- _AIM OF THE TASK_
Reproduce the items below word for word, from the line containing "Each instance of the ear" down to the line containing "x=298 y=105", including both of those lines.

- _WORKING DATA_
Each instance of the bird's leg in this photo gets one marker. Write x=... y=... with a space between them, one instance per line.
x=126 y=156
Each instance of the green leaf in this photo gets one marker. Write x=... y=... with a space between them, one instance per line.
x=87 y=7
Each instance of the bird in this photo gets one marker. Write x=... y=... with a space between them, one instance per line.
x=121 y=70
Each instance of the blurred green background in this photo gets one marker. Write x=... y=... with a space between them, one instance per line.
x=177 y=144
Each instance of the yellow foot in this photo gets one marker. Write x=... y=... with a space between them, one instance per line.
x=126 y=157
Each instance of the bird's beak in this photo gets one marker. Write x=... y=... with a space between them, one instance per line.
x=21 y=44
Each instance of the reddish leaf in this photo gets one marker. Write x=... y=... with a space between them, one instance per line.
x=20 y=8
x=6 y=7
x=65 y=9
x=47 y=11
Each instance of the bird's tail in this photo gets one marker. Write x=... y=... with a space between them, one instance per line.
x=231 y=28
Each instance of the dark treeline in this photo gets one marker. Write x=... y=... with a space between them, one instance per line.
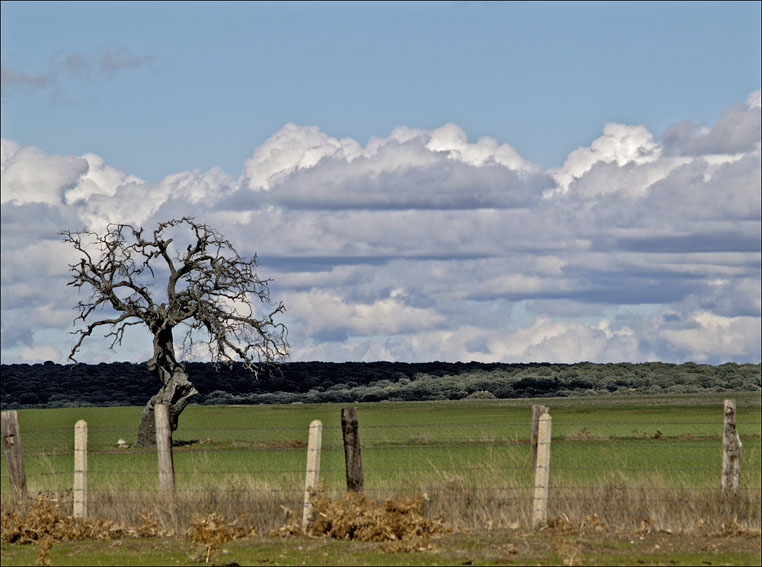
x=52 y=385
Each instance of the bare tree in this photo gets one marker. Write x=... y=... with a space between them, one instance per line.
x=211 y=292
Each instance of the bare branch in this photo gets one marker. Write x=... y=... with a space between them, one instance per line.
x=210 y=288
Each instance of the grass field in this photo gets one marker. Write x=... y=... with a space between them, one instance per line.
x=625 y=462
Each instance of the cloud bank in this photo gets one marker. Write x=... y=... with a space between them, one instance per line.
x=425 y=245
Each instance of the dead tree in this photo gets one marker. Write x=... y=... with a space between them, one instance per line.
x=212 y=293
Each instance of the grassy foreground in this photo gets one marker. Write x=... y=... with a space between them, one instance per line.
x=648 y=467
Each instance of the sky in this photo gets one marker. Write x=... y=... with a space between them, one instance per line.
x=488 y=181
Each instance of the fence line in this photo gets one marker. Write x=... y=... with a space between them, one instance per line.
x=489 y=469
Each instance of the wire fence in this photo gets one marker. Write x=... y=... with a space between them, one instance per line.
x=472 y=469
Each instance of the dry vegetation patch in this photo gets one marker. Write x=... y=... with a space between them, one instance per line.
x=357 y=517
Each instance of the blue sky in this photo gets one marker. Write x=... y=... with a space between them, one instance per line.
x=451 y=181
x=220 y=78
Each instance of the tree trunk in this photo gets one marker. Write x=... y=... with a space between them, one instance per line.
x=175 y=392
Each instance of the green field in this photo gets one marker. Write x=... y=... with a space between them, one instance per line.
x=645 y=456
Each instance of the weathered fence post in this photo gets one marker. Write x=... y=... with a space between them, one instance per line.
x=731 y=449
x=541 y=473
x=80 y=469
x=352 y=455
x=537 y=411
x=164 y=450
x=313 y=470
x=13 y=454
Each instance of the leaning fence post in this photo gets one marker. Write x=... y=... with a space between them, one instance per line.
x=731 y=449
x=313 y=470
x=352 y=455
x=537 y=411
x=541 y=473
x=80 y=469
x=13 y=454
x=164 y=450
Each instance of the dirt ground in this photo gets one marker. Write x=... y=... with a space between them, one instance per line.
x=508 y=547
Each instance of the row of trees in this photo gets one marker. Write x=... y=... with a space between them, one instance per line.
x=53 y=385
x=187 y=277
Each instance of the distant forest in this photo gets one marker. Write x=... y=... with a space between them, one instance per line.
x=52 y=385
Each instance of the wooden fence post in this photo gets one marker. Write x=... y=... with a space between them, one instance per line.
x=537 y=411
x=313 y=470
x=352 y=455
x=80 y=469
x=731 y=449
x=541 y=473
x=13 y=455
x=164 y=450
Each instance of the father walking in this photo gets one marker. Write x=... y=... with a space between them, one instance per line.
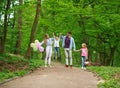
x=68 y=44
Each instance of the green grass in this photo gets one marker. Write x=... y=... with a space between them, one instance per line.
x=12 y=66
x=107 y=74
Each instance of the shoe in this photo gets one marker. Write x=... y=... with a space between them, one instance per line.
x=82 y=68
x=50 y=66
x=70 y=66
x=66 y=66
x=45 y=65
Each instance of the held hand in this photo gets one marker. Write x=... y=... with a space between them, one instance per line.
x=86 y=57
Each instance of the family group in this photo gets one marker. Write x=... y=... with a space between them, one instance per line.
x=68 y=44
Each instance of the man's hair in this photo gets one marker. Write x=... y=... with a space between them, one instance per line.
x=70 y=32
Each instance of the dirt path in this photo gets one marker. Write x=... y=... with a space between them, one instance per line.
x=55 y=77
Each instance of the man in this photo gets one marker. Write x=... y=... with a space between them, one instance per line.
x=68 y=44
x=56 y=46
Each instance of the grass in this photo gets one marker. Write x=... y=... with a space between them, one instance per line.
x=111 y=75
x=12 y=66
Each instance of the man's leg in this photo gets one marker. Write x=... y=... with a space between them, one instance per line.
x=55 y=52
x=50 y=55
x=66 y=55
x=70 y=56
x=46 y=57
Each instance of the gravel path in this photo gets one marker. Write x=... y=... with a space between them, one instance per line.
x=55 y=77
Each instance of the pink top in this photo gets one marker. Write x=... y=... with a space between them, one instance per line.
x=84 y=51
x=40 y=48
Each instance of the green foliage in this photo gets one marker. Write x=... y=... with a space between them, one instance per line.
x=12 y=66
x=108 y=74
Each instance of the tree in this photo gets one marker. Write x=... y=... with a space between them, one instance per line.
x=33 y=30
x=3 y=38
x=18 y=42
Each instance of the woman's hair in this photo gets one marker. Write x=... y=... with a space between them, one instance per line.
x=84 y=45
x=45 y=38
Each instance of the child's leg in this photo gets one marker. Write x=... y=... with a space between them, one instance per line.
x=47 y=54
x=66 y=55
x=55 y=52
x=50 y=55
x=70 y=56
x=83 y=61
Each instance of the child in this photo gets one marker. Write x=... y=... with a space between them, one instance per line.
x=48 y=41
x=84 y=54
x=56 y=46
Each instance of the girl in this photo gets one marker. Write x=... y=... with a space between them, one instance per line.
x=56 y=46
x=84 y=54
x=48 y=41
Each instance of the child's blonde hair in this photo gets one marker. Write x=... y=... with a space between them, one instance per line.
x=84 y=45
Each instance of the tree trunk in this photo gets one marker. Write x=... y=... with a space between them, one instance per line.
x=18 y=42
x=3 y=38
x=28 y=53
x=110 y=59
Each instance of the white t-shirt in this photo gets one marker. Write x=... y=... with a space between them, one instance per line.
x=56 y=42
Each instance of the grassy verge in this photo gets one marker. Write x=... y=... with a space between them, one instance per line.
x=111 y=75
x=12 y=66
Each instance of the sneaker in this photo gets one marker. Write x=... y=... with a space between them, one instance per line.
x=45 y=65
x=50 y=66
x=66 y=66
x=70 y=66
x=82 y=68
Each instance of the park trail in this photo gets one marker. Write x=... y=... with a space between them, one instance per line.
x=57 y=76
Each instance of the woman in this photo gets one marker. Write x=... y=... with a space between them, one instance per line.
x=48 y=41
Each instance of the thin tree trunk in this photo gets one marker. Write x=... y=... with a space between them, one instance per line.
x=3 y=39
x=28 y=53
x=18 y=42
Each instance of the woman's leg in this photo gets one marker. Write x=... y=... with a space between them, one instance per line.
x=55 y=52
x=58 y=51
x=66 y=55
x=50 y=55
x=70 y=56
x=47 y=54
x=83 y=61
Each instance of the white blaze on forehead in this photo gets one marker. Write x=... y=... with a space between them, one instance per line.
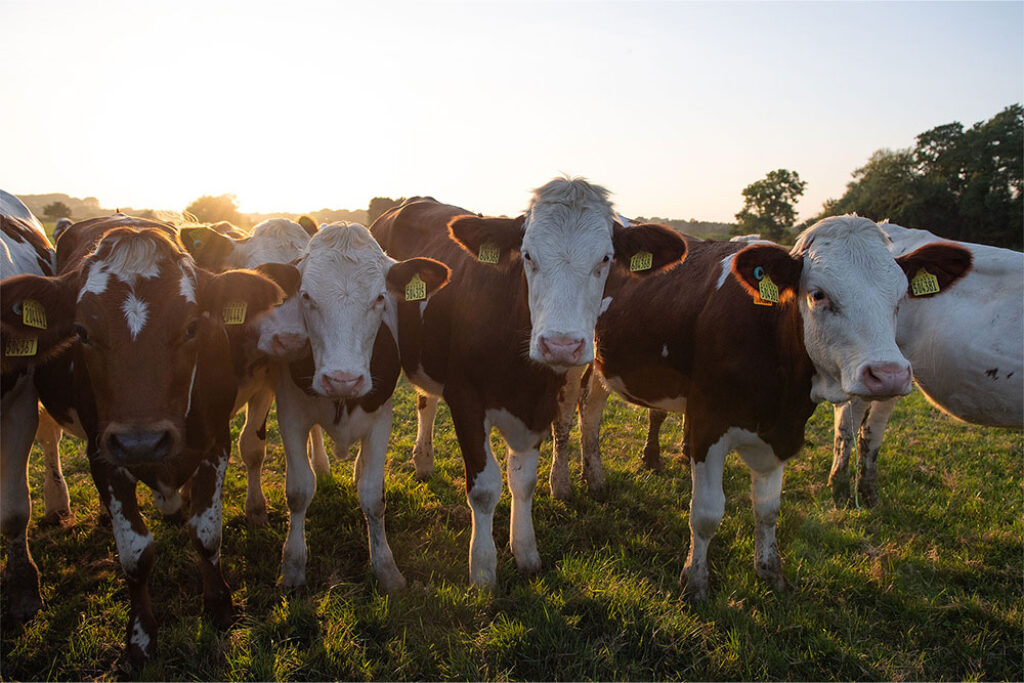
x=136 y=312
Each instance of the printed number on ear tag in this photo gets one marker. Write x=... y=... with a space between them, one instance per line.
x=488 y=253
x=235 y=312
x=767 y=290
x=416 y=290
x=33 y=314
x=924 y=283
x=642 y=260
x=17 y=347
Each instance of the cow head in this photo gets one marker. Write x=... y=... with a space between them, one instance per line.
x=276 y=241
x=567 y=242
x=140 y=312
x=848 y=288
x=349 y=287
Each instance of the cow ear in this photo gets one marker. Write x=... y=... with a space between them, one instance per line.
x=286 y=275
x=494 y=241
x=37 y=318
x=756 y=262
x=238 y=297
x=209 y=248
x=934 y=267
x=647 y=248
x=308 y=224
x=431 y=274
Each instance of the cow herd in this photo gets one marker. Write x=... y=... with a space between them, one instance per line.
x=144 y=339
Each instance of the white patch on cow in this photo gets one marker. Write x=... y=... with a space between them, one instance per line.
x=136 y=312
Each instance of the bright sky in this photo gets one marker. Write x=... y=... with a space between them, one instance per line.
x=296 y=105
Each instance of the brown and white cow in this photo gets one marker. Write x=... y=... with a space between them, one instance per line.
x=748 y=372
x=497 y=341
x=143 y=341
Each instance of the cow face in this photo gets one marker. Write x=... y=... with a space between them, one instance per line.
x=348 y=288
x=140 y=313
x=567 y=242
x=848 y=288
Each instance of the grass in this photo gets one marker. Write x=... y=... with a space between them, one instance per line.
x=928 y=585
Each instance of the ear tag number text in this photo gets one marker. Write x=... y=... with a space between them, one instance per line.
x=416 y=290
x=235 y=312
x=924 y=283
x=642 y=260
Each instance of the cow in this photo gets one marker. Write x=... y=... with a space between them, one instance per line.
x=967 y=351
x=138 y=346
x=348 y=297
x=280 y=335
x=25 y=251
x=519 y=311
x=745 y=340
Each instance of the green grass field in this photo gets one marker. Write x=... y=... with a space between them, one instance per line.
x=928 y=585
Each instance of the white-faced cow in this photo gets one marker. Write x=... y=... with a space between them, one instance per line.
x=525 y=294
x=745 y=339
x=144 y=340
x=279 y=335
x=967 y=351
x=348 y=295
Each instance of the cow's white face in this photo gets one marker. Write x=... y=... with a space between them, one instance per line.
x=343 y=299
x=849 y=293
x=566 y=254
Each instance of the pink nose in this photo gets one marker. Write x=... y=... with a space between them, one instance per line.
x=341 y=384
x=561 y=349
x=890 y=379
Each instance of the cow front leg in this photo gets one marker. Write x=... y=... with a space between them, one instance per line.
x=370 y=465
x=205 y=526
x=423 y=452
x=20 y=577
x=55 y=496
x=568 y=396
x=847 y=418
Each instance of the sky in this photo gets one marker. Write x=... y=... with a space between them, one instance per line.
x=298 y=105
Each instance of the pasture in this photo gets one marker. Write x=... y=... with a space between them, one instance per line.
x=928 y=585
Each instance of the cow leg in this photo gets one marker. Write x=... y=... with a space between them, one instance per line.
x=707 y=510
x=205 y=527
x=592 y=402
x=252 y=445
x=135 y=550
x=871 y=431
x=55 y=496
x=370 y=484
x=766 y=492
x=423 y=452
x=652 y=449
x=20 y=577
x=848 y=417
x=567 y=398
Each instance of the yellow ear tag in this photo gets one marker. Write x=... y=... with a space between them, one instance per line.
x=416 y=290
x=33 y=314
x=924 y=283
x=16 y=347
x=489 y=253
x=235 y=312
x=767 y=290
x=642 y=260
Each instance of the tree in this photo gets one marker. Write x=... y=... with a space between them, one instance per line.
x=768 y=206
x=212 y=209
x=56 y=210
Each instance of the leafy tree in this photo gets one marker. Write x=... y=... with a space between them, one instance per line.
x=212 y=209
x=56 y=210
x=768 y=204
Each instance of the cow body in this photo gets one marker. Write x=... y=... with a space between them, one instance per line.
x=748 y=376
x=497 y=341
x=140 y=358
x=968 y=355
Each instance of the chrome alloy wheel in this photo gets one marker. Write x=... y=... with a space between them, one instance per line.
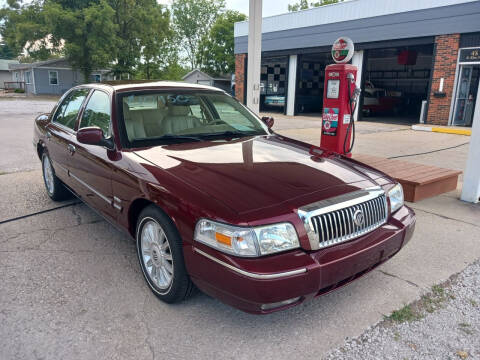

- _WRITTEN RESPONSE_
Each instance of the ear tag number text in this photo gets one marker. Write x=... y=... with a space between them, one instance per line.
x=416 y=290
x=235 y=312
x=924 y=283
x=642 y=260
Each instance of the cow in this photo gets one marker. Write x=... y=... with a space between them, one instance per line.
x=967 y=351
x=138 y=346
x=348 y=297
x=280 y=335
x=25 y=251
x=519 y=311
x=745 y=340
Each instance of the green grass field in this photo gets one marker. Write x=... y=... with a space between them, one instance per line.
x=928 y=585
Each instance of the white-faced cow in this photo gets one marker. Write x=... y=... with a space between them, one instance per line.
x=525 y=294
x=745 y=339
x=144 y=340
x=279 y=335
x=967 y=351
x=348 y=295
Each instance of the cow's white face in this photo gets one marker. Write x=... y=... with a space between them, one instance per line.
x=343 y=299
x=849 y=293
x=566 y=254
Each instance of the pink nose in this photo gets one marker. Write x=... y=... with a space between them, one instance per line.
x=341 y=384
x=561 y=349
x=890 y=379
Each instance of the cow front leg in this photo gets one marker. Write x=... y=... with a space between them, one instance per line.
x=370 y=465
x=205 y=526
x=423 y=452
x=20 y=577
x=55 y=496
x=568 y=396
x=847 y=418
Each instance of the sky in this photo gets one marker. Write x=... y=... with a space between them, one instance per line.
x=298 y=105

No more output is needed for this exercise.